##### Material to process

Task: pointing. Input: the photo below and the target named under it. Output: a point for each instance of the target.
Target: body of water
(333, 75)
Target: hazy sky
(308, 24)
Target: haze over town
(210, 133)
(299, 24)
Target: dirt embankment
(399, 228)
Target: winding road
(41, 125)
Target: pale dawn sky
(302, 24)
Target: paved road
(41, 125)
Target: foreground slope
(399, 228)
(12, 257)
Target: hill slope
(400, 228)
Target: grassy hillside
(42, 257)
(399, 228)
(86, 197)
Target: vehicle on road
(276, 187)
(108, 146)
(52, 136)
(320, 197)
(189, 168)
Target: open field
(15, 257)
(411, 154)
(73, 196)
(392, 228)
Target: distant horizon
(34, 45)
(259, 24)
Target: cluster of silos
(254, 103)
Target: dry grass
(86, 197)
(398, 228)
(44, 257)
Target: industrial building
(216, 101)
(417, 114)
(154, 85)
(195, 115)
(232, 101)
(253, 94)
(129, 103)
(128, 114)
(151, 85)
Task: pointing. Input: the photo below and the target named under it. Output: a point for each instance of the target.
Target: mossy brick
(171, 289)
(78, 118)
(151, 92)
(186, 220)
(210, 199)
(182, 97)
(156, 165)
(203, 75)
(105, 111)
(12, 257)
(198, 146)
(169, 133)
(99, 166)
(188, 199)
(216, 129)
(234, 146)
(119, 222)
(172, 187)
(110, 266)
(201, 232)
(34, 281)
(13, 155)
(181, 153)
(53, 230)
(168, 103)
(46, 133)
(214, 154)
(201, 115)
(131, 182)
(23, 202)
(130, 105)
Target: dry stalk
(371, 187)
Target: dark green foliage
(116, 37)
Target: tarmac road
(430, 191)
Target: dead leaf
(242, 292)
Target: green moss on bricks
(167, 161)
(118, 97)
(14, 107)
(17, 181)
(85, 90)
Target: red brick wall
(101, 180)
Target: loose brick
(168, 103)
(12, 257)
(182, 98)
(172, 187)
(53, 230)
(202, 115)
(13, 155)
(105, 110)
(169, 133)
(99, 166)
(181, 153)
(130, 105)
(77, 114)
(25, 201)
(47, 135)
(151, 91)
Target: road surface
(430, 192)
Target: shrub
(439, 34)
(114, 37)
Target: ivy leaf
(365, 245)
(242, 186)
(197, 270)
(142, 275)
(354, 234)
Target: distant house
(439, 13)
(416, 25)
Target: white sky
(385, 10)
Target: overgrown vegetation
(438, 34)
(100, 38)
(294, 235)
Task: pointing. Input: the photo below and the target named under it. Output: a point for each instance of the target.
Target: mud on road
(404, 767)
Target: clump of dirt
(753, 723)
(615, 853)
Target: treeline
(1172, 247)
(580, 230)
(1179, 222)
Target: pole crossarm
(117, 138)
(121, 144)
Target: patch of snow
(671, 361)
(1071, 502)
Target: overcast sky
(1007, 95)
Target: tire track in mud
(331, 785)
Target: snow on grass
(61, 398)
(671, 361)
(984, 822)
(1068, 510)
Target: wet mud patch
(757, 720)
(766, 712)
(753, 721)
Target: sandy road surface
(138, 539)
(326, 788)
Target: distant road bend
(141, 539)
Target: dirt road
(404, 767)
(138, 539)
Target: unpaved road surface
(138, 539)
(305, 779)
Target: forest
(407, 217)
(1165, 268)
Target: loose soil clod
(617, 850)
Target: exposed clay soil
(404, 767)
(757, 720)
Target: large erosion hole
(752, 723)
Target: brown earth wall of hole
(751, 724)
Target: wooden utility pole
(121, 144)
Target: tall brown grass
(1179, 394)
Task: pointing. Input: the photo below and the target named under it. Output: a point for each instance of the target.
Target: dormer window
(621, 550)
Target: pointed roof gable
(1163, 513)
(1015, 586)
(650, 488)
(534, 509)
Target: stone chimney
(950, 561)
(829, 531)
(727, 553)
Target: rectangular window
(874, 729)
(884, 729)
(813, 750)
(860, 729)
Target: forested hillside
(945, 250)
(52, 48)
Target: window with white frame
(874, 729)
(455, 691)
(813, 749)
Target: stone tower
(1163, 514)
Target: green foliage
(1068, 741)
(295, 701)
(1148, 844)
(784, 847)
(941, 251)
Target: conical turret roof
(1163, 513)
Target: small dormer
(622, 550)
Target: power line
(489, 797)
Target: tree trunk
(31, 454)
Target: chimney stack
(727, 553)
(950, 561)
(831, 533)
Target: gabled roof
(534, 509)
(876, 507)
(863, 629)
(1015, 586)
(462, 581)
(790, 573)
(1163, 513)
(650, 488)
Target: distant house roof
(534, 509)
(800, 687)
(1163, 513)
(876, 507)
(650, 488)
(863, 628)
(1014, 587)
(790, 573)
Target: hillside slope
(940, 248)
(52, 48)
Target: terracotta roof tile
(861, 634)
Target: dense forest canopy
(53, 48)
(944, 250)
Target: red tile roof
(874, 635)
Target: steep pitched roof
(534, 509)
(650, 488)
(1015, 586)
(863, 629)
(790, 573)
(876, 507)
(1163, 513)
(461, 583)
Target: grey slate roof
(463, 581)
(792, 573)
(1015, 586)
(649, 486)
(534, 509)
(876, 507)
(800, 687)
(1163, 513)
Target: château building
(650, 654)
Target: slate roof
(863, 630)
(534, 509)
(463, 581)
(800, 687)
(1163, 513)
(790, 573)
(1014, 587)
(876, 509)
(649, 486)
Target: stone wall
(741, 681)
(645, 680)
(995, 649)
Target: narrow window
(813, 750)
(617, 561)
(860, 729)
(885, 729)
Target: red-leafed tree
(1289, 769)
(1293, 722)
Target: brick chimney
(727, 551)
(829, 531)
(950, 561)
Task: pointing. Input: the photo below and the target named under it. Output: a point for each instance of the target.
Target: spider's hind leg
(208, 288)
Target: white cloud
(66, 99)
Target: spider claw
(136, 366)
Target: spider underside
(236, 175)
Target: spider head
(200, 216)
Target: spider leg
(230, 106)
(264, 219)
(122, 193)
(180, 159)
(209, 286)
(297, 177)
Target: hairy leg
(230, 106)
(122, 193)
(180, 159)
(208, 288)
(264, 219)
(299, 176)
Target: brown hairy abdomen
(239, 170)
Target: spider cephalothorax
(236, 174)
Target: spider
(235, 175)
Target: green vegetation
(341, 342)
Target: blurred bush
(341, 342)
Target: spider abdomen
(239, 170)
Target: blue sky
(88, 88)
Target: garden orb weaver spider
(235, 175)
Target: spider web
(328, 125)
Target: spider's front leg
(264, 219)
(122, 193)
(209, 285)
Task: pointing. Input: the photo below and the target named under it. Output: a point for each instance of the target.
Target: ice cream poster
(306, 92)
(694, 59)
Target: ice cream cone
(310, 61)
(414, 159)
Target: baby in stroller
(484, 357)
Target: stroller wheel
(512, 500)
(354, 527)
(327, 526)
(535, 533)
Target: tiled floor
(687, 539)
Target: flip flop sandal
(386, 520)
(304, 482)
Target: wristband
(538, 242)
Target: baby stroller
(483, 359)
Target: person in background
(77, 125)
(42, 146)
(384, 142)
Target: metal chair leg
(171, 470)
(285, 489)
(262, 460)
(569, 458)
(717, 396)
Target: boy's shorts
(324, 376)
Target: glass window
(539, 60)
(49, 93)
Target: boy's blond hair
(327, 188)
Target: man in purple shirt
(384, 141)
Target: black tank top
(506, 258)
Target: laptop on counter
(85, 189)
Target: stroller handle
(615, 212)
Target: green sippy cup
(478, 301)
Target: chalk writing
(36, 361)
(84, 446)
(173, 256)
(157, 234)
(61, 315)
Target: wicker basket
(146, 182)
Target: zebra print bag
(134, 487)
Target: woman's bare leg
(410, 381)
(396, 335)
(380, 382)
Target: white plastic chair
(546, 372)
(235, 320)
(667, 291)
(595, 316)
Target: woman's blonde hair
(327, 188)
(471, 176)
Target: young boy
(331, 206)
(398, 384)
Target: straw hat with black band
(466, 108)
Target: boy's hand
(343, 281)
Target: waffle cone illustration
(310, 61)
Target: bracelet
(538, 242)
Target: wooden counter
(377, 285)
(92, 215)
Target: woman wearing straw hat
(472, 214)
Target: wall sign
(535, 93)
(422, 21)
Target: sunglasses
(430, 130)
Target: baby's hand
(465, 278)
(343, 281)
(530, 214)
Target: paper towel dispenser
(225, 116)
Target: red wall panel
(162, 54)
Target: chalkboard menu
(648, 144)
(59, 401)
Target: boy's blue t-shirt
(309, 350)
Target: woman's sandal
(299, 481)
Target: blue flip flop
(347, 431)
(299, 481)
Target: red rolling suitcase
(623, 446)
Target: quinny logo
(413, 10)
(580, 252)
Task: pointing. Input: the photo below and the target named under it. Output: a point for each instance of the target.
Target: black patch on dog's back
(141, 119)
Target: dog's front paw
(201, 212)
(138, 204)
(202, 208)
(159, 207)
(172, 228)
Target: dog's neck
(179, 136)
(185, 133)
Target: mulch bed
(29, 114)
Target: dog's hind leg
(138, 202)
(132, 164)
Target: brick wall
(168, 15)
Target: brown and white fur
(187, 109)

##########

• **Problem to solve**
The required output is the exact sequence of lines from the one containing "Target: green sippy cup" through the end of the listing, both endpoints included.

• **Task result**
Target: green sippy cup
(478, 301)
Target: chalk writing
(36, 361)
(84, 446)
(173, 256)
(157, 234)
(61, 315)
Target: wicker basket
(146, 182)
Target: zebra print bag
(134, 487)
Target: woman's bare leg
(410, 381)
(396, 335)
(380, 382)
Target: white plastic chair
(546, 372)
(235, 320)
(667, 291)
(595, 316)
Target: woman's blonde hair
(327, 188)
(471, 176)
Target: young boy
(331, 206)
(398, 384)
Target: straw hat with black band
(466, 108)
Target: boy's hand
(343, 281)
Target: waffle cone illustration
(310, 61)
Target: bracelet
(538, 242)
Target: wooden counter
(377, 285)
(92, 215)
Target: woman wearing straw hat
(472, 214)
Target: wall sign
(535, 93)
(422, 21)
Target: sunglasses
(430, 130)
Target: baby's hand
(465, 278)
(343, 281)
(530, 214)
Target: paper towel dispenser
(225, 116)
Target: red wall panel
(162, 54)
Target: chalkboard menu
(648, 144)
(59, 401)
Target: boy's blue t-shirt
(309, 350)
Target: woman's sandal
(299, 481)
Target: blue flip flop
(347, 431)
(299, 481)
Target: red rolling suitcase
(623, 446)
Target: quinny logo
(413, 10)
(580, 252)
Task: pointing. Input: the photo below and the target named under it. Output: a point for each instance of the target.
Target: black patch on dog's back
(141, 119)
Target: dog's front paw
(201, 212)
(138, 204)
(202, 208)
(159, 207)
(172, 228)
Target: dog's neck
(179, 136)
(185, 133)
Target: mulch bed
(29, 114)
Target: dog's hind leg
(138, 202)
(132, 164)
Target: brick wall
(168, 15)
Target: brown and white fur
(187, 109)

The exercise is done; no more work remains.